PROBLEM TO SOLVE:
Reproduce every record below exactly as it appears.

DATA FOR ANALYSIS below:

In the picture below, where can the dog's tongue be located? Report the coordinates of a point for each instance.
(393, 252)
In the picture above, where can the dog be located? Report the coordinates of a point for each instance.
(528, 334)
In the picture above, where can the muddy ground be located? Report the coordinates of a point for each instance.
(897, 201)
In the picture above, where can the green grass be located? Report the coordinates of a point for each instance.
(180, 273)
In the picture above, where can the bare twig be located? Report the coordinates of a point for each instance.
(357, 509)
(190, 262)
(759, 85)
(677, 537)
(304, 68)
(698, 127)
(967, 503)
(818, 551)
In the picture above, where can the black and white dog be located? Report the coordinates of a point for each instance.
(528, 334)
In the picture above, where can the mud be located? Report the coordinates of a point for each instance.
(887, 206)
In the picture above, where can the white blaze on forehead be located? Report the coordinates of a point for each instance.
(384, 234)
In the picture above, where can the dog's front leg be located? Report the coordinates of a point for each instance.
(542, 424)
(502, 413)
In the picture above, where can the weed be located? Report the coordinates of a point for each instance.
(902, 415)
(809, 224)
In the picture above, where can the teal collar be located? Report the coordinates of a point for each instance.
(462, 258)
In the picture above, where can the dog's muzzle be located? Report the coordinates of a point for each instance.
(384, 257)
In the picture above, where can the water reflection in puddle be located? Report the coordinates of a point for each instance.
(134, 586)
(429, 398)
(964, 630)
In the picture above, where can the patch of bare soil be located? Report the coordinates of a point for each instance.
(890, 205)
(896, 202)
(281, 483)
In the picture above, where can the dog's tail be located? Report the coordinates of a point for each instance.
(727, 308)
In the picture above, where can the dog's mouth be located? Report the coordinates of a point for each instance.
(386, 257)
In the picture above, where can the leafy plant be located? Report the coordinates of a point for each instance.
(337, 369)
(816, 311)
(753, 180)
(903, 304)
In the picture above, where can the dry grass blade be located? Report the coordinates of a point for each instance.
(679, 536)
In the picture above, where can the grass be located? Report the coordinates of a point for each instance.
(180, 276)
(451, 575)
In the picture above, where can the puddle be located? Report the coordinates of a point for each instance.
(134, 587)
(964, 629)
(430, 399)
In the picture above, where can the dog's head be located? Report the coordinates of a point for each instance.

End of DATA FOR ANALYSIS.

RESULT OF THE EXERCISE:
In the picture below, where can the dog's tongue be located? Report the coordinates of a point for each instance.
(393, 252)
In the picture above, where can the dog be located? Report the coordinates of a point for each instance.
(528, 334)
In the picture above, where can the muddy ground be located? Report the coordinates of a point for each instance.
(897, 201)
In the picture above, where can the green grass be located? Report the coordinates of a point for each instance.
(180, 273)
In the picture above, where can the bare twig be located? Report the coordinates of a point for each instance.
(357, 509)
(190, 262)
(759, 85)
(677, 537)
(304, 68)
(698, 127)
(967, 503)
(818, 551)
In the picture above, where can the black and white dog be located? Report the coordinates of a point for each instance.
(528, 334)
In the picture above, where can the mud be located? Report the coordinates of a point for each instance.
(887, 206)
In the picture above, where can the white blaze on forehead be located? Report the coordinates of a point for each instance.
(384, 234)
In the picture above, where can the dog's front leg be located? Report the coordinates of a point for each instance.
(542, 424)
(502, 413)
In the picture above, where can the weed be located? Report the coordinates of a point for each instance.
(902, 415)
(809, 224)
In the picture above, where can the teal collar be located? Report the coordinates of a point for each instance.
(462, 258)
In the picture above, where can the dog's muzzle be located? Report the coordinates of a point for each instance.
(384, 257)
In the picture above, where can the water reflection in puddle be located? Report the coordinates of a point for each instance.
(134, 586)
(429, 398)
(964, 630)
In the picture above, where can the patch of bare soil be located? Report the coordinates of a point for each instance.
(890, 205)
(896, 202)
(281, 483)
In the picture above, where can the dog's tail be located? Report the coordinates of a point for each instance.
(727, 308)
In the picture above, where can the dog's mouth be located? Report the coordinates of a point for each instance.
(386, 257)
In the picture above, where can the leafy plant be located? Report the coordinates of a point for each instance.
(337, 369)
(816, 311)
(753, 180)
(903, 304)
In the picture above, where can the dry grass blade be located? Report the coordinates of a point for each instance.
(679, 536)
In the picture above, where can the grass be located? Report the coordinates of a point for each instance.
(180, 276)
(451, 575)
In the picture above, where can the puddle be located? Report the coordinates of a point for each instance.
(134, 587)
(964, 629)
(430, 399)
In the picture above, where can the dog's head be located? Report the coordinates of a point for each instance.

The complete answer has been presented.